TEXTAUSZUG:

_____

(aus: Die humane Revolution, S. 250 - 254)
Eine Interessenvertretung der Humankapital-Investoren, also traditionell ausgedrückt, eine Wissensarbeiterbewegung, wird nötig sein, um ein Gegengewicht zu den bestehenden Lobbies aufzubauen und um eigene Themen auf die politische Agenda zu setzen. In welcher Form sich diese Interessenvertretung bilden wird, ist schwer zu sagen: Es können klassische Formen sein, also Lobby-Verbände, genauso gut aber auch etwas innovativere Formen, etwa Medien (einen Vorgeschmack davon bietet das "Cluetrain-Manifest") oder Netzwerke wie zum Beispiel Alumni-Vereinigungen.
Wozu soll man eigene Interessenvertretungen für Humankapital-Investoren schaffen, wo doch die Gewerkschaften seit jeher die Interessen der Arbeitnehmer vertreten?
Was sind Humankapital-Investoren schließlich anderes als Arbeitnehmer?
Die Gewerkschaften haben im vergangenen Jahrhundert einen entscheidenden Beitrag zur Durchsetzung der sozialen Revolution geleistet. Warum sollten sie nicht auch in der Lage sein, einen entscheidenden Beitrag für die Durchsetzung der humanen Revolution zu leisten?

_____

DATENSÄTZE:
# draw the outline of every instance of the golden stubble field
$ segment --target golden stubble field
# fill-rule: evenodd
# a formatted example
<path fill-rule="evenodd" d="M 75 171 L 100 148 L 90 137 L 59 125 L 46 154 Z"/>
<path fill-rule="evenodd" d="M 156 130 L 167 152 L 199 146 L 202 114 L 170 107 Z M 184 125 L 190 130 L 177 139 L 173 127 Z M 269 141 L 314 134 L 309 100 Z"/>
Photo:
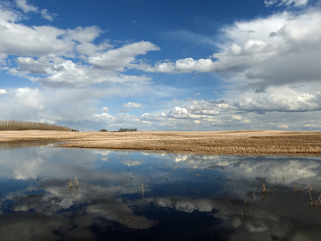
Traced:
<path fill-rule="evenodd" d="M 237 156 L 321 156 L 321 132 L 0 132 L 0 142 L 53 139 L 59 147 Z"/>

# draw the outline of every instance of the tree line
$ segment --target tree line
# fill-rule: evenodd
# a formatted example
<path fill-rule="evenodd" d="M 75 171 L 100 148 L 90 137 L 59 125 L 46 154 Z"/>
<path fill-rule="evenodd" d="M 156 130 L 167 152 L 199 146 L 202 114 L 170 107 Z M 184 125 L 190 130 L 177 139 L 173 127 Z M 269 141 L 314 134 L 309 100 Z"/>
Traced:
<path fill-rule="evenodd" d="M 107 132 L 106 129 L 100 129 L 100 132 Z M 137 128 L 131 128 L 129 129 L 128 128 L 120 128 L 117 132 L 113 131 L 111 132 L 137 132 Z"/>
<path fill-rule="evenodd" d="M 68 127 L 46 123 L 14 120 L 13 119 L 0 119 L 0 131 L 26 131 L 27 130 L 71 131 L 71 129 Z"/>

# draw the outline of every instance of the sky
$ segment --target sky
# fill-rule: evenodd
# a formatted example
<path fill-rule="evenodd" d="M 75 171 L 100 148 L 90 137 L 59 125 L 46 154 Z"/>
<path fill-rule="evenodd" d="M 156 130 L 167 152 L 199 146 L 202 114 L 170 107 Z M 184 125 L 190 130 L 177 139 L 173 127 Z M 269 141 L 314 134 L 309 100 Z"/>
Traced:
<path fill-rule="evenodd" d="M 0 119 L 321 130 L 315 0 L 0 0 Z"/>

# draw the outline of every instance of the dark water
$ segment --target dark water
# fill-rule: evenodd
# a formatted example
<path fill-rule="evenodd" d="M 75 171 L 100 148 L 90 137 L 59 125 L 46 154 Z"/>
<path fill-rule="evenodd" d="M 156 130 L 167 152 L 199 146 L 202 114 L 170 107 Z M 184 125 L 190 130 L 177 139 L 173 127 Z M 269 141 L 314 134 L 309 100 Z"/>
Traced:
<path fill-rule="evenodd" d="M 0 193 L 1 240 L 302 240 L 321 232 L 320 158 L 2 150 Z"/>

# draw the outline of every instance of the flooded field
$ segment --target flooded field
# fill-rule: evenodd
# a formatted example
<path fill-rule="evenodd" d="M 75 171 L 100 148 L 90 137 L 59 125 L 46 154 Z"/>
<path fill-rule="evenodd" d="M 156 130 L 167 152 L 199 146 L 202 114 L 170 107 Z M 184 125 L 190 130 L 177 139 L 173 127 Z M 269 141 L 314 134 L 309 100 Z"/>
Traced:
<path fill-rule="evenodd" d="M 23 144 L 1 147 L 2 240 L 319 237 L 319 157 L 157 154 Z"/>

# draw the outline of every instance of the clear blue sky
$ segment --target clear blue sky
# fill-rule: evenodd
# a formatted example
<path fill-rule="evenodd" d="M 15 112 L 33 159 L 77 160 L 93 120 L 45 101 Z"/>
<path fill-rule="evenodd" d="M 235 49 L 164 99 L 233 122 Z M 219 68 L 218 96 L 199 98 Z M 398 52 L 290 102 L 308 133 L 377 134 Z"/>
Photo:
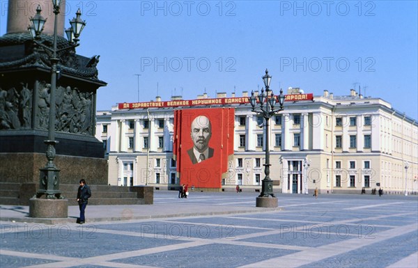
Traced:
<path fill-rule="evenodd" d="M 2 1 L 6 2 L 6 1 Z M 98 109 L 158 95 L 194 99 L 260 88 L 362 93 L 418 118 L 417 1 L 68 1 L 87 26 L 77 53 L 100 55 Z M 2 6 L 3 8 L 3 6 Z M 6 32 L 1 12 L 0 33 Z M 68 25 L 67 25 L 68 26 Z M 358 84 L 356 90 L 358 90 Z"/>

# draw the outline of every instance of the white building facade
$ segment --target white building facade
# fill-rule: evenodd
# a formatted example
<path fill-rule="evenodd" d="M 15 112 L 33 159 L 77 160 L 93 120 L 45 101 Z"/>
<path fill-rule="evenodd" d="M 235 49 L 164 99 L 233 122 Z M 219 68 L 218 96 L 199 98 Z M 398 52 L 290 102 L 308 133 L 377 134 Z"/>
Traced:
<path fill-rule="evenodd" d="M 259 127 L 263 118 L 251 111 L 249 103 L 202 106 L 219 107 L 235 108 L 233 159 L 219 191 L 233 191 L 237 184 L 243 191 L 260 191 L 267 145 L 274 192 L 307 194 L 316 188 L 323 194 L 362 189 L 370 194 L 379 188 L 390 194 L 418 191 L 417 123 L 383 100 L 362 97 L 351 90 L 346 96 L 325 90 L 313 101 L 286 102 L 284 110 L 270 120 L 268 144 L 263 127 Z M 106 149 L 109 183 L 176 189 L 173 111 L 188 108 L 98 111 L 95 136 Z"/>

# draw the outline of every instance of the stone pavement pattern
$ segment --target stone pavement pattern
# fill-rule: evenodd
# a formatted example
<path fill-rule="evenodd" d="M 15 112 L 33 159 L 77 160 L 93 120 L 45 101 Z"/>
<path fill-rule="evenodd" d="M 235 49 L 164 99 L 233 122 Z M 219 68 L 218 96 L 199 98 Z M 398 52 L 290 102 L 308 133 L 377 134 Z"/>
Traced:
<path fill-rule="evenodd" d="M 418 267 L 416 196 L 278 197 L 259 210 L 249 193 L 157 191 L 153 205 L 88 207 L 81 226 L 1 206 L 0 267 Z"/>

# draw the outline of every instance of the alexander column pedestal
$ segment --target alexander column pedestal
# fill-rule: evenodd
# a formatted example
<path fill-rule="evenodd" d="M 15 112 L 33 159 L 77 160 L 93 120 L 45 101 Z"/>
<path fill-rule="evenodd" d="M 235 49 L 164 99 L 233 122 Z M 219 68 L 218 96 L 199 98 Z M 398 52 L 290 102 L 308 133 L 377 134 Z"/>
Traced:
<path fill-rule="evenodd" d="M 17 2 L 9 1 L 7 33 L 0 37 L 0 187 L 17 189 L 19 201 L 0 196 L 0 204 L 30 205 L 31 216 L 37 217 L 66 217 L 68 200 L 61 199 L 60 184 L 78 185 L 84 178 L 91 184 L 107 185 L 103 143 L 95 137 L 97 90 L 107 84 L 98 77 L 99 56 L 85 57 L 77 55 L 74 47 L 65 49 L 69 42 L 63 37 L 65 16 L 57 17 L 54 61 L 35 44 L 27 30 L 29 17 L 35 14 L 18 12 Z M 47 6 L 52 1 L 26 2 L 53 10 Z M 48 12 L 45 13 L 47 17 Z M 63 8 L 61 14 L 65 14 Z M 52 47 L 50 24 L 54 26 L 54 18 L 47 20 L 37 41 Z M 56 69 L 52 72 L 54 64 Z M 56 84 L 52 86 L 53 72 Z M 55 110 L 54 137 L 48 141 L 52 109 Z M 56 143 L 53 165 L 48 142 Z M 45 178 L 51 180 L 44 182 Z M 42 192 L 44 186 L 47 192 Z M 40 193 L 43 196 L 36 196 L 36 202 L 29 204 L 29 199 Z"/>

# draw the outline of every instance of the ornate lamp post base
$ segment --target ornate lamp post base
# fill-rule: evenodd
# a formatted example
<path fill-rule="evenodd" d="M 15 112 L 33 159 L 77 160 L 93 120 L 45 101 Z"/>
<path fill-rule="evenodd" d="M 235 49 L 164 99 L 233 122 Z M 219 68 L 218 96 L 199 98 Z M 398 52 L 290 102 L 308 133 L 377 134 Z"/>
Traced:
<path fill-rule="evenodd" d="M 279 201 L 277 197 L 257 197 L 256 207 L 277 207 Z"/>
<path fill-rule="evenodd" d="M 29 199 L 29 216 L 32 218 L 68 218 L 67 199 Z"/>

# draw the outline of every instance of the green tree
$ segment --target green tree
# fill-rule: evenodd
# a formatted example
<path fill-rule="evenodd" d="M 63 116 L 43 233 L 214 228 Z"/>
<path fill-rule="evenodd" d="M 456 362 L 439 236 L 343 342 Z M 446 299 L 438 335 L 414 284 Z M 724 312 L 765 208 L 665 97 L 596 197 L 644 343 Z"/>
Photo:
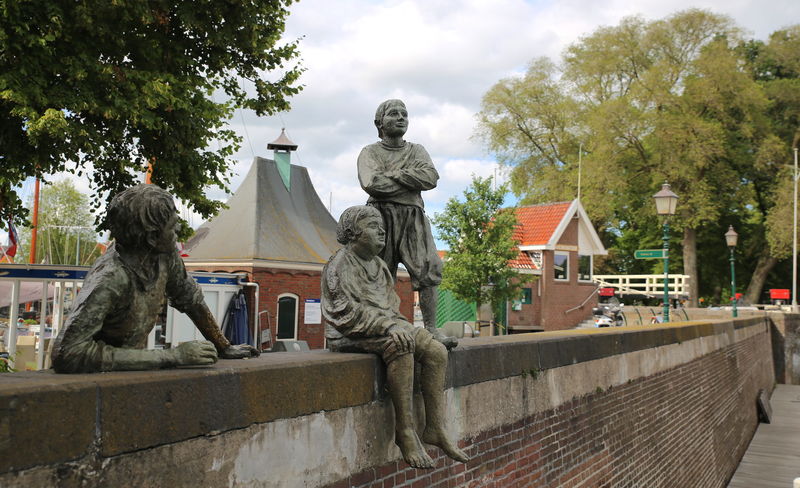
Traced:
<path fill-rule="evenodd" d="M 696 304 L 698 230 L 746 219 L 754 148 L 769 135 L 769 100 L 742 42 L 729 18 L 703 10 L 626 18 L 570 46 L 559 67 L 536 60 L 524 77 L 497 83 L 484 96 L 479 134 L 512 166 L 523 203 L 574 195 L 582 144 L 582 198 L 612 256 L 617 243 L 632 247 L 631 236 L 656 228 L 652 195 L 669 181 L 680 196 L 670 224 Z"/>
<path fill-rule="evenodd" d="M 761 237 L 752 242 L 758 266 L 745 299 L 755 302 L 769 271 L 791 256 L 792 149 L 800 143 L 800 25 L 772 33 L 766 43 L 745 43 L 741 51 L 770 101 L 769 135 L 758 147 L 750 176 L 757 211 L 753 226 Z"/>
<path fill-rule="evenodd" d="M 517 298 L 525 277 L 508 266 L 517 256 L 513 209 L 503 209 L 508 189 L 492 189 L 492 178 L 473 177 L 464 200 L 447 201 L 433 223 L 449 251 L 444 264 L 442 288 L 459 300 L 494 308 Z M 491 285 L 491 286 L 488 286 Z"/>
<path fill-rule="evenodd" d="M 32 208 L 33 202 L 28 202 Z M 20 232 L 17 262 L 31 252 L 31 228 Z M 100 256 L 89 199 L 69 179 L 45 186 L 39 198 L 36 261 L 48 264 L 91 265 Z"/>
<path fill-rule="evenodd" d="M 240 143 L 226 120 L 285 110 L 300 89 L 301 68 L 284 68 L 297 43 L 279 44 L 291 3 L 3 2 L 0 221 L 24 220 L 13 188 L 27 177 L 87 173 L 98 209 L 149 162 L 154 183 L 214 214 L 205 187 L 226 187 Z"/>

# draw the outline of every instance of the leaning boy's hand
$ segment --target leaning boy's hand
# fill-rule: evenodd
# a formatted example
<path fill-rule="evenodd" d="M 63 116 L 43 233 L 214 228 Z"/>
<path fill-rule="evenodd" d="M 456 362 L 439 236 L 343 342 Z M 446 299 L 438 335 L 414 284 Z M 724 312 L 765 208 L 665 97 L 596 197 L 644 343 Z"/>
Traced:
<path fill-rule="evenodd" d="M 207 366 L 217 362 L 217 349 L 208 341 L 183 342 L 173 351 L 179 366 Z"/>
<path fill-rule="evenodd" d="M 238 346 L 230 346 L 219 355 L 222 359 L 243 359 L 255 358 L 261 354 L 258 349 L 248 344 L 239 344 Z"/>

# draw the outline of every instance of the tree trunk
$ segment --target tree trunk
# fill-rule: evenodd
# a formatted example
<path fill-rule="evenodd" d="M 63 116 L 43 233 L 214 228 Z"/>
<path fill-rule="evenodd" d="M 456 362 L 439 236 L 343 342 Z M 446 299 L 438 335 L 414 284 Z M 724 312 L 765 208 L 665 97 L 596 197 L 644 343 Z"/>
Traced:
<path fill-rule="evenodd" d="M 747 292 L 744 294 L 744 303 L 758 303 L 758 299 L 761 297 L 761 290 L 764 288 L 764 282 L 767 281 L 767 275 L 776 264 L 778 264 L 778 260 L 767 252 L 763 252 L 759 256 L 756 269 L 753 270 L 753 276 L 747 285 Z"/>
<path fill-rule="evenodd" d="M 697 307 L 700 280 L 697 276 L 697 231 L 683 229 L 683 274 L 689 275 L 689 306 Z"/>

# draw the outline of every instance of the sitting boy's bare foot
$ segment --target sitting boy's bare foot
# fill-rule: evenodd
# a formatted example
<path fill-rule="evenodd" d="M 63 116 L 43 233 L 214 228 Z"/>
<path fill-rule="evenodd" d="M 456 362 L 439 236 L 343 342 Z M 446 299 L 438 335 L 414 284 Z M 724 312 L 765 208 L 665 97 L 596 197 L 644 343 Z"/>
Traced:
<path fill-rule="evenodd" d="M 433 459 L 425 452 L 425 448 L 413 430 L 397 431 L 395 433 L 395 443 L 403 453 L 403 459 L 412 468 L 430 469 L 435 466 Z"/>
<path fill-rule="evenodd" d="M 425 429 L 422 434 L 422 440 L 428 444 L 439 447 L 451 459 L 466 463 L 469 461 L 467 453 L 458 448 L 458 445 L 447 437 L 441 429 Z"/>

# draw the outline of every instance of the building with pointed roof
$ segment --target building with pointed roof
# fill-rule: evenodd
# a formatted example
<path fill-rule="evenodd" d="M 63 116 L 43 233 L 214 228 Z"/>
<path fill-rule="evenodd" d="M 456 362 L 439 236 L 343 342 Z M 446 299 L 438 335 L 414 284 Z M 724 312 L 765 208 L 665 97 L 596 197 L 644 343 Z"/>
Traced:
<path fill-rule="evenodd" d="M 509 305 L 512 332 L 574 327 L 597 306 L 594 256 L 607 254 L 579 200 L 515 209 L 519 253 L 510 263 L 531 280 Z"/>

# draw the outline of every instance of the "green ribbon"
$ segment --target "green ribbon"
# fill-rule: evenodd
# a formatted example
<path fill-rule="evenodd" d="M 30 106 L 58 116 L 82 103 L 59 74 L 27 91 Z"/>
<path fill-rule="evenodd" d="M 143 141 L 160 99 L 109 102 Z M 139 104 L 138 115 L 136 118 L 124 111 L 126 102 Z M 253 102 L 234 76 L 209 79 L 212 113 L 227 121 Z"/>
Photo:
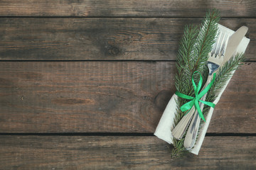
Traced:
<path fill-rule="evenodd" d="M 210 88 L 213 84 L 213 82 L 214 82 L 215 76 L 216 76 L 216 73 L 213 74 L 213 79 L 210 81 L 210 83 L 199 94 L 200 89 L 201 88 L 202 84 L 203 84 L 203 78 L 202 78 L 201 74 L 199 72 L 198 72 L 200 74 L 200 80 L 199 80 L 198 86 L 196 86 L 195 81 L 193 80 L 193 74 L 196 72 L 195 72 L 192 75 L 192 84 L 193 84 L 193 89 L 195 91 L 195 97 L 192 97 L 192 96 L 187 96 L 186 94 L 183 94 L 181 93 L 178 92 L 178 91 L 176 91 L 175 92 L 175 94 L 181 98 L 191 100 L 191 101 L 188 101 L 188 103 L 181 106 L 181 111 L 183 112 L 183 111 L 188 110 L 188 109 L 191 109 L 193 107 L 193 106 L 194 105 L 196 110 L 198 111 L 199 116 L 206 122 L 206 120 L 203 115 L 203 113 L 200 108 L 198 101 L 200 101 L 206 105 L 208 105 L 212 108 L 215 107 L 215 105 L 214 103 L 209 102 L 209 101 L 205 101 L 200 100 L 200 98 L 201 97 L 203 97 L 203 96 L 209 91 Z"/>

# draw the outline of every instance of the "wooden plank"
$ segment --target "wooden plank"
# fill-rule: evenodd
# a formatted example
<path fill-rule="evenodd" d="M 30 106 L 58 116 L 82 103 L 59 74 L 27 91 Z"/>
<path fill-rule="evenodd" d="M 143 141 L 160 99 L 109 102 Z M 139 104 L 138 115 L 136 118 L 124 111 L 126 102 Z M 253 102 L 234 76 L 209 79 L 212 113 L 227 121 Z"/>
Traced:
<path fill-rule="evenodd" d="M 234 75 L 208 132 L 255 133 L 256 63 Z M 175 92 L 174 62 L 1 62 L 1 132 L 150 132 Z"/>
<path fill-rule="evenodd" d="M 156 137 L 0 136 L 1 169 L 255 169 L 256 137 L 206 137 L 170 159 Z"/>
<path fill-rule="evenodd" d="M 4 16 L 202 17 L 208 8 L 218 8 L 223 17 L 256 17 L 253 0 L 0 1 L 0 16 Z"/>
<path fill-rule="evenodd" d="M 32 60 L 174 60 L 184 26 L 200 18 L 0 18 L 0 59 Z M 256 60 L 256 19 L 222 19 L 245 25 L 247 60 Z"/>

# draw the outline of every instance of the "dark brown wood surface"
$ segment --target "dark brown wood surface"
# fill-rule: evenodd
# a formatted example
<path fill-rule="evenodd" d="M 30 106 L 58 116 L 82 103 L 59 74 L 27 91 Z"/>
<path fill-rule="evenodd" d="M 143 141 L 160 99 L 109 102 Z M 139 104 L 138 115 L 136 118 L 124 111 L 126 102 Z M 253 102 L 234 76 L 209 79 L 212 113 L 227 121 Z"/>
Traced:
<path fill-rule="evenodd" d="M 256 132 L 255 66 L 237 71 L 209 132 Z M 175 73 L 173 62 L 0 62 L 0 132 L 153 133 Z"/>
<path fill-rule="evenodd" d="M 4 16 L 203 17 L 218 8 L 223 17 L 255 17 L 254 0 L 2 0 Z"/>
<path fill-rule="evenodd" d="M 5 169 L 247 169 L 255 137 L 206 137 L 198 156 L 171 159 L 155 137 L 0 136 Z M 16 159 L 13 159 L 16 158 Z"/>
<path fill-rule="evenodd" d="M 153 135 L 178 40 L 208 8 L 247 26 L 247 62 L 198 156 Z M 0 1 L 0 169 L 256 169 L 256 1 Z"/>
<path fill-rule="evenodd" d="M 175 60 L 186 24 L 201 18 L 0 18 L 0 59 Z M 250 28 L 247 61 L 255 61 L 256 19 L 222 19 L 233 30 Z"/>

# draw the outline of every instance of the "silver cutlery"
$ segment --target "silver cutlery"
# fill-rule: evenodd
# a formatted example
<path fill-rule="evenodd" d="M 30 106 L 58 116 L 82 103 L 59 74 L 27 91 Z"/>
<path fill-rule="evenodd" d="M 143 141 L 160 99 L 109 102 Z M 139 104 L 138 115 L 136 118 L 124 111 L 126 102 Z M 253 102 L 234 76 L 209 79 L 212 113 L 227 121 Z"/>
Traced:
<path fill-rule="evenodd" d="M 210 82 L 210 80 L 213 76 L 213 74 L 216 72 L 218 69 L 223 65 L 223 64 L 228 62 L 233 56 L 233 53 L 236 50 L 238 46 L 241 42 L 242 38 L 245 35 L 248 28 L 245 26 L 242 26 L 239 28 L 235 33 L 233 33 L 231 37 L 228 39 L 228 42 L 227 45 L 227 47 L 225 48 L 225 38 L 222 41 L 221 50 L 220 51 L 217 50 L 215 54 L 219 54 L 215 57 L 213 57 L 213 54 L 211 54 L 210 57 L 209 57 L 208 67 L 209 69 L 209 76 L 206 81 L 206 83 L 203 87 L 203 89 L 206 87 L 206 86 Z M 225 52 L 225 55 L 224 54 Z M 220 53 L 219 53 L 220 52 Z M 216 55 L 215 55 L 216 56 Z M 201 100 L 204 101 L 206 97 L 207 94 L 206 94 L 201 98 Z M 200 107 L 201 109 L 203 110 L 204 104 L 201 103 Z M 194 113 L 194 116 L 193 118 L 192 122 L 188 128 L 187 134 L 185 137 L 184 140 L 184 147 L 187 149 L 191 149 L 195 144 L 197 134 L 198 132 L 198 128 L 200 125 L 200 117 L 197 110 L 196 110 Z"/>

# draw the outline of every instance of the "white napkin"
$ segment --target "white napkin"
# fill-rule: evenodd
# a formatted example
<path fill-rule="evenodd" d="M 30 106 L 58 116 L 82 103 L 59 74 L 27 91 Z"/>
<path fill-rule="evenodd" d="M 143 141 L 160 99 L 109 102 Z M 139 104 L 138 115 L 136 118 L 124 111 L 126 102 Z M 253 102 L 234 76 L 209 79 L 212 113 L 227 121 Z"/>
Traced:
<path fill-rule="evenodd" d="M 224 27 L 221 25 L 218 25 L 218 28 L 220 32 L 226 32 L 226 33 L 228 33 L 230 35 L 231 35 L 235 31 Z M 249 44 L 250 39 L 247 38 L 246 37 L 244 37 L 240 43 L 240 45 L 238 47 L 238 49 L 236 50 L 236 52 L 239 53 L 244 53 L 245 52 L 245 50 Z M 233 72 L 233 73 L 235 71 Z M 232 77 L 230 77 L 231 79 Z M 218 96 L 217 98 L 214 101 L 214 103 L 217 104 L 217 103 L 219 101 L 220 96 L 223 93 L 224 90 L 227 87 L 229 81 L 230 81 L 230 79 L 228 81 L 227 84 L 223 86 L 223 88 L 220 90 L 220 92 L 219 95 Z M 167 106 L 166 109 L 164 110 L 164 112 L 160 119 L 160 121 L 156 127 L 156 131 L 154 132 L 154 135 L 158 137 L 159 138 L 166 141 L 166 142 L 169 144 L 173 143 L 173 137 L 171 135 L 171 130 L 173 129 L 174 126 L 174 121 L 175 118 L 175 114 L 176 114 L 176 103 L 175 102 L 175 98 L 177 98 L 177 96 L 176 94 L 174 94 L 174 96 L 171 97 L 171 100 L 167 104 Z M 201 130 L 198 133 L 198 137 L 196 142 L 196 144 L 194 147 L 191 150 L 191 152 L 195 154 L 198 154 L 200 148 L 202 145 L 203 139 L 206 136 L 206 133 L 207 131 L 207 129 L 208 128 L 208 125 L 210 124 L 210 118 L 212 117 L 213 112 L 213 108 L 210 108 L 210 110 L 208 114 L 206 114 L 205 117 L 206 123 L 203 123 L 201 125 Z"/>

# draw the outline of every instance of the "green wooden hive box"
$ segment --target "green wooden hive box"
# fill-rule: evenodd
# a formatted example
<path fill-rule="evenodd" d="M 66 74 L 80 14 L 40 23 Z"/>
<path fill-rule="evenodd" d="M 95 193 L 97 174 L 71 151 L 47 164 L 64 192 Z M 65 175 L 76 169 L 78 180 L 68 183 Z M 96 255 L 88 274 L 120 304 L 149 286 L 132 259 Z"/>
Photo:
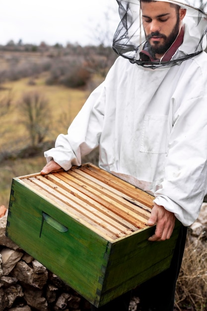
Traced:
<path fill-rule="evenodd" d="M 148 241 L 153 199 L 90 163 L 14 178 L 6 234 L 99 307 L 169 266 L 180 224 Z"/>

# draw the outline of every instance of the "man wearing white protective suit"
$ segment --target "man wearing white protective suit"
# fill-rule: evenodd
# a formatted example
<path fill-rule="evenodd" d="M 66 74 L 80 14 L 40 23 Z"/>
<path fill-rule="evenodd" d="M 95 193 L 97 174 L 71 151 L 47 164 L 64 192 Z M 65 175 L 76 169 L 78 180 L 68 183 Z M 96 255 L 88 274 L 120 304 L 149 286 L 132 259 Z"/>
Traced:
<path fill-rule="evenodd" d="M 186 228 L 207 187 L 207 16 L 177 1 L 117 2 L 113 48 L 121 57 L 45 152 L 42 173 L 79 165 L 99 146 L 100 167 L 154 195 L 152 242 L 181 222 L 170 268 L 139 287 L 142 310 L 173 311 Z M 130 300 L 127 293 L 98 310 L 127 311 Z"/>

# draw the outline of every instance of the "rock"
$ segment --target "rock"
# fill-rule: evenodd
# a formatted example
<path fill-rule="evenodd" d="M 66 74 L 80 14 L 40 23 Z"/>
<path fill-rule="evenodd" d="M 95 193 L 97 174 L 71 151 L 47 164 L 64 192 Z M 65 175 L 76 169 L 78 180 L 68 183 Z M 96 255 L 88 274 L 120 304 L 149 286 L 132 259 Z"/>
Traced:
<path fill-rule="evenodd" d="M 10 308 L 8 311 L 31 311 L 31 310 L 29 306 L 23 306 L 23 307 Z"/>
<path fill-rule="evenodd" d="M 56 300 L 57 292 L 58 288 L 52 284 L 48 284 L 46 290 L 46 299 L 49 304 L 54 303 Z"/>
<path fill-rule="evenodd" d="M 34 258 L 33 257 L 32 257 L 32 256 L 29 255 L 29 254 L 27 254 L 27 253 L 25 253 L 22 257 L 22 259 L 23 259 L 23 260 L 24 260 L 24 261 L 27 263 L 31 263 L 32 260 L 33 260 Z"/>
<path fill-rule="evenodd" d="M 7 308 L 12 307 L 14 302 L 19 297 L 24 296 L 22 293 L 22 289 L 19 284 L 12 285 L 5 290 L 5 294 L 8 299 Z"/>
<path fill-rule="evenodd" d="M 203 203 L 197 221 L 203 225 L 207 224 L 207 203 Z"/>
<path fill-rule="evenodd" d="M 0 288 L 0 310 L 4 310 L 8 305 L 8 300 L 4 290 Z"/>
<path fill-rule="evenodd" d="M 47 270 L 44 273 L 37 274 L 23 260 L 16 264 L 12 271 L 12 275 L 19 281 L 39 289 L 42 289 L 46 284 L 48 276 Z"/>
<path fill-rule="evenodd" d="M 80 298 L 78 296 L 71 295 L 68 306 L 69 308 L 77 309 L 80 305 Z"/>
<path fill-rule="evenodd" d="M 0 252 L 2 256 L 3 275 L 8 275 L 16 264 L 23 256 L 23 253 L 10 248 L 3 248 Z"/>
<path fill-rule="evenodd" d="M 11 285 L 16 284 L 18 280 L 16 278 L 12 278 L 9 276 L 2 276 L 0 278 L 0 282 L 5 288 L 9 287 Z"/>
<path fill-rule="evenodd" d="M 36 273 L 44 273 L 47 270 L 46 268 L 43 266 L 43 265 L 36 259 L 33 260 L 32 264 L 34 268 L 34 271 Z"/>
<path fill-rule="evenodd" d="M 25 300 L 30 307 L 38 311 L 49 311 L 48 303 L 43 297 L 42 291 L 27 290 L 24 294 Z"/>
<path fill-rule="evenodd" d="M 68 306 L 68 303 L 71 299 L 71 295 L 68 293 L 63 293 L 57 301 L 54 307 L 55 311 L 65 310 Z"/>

_____

Nenne alle Formen, die der Textauszug über die Humankapital-Investoren für deren mögliche Interessenvertretung in Betracht zieht.

Lobby-Verbände, Medien, Netzwerke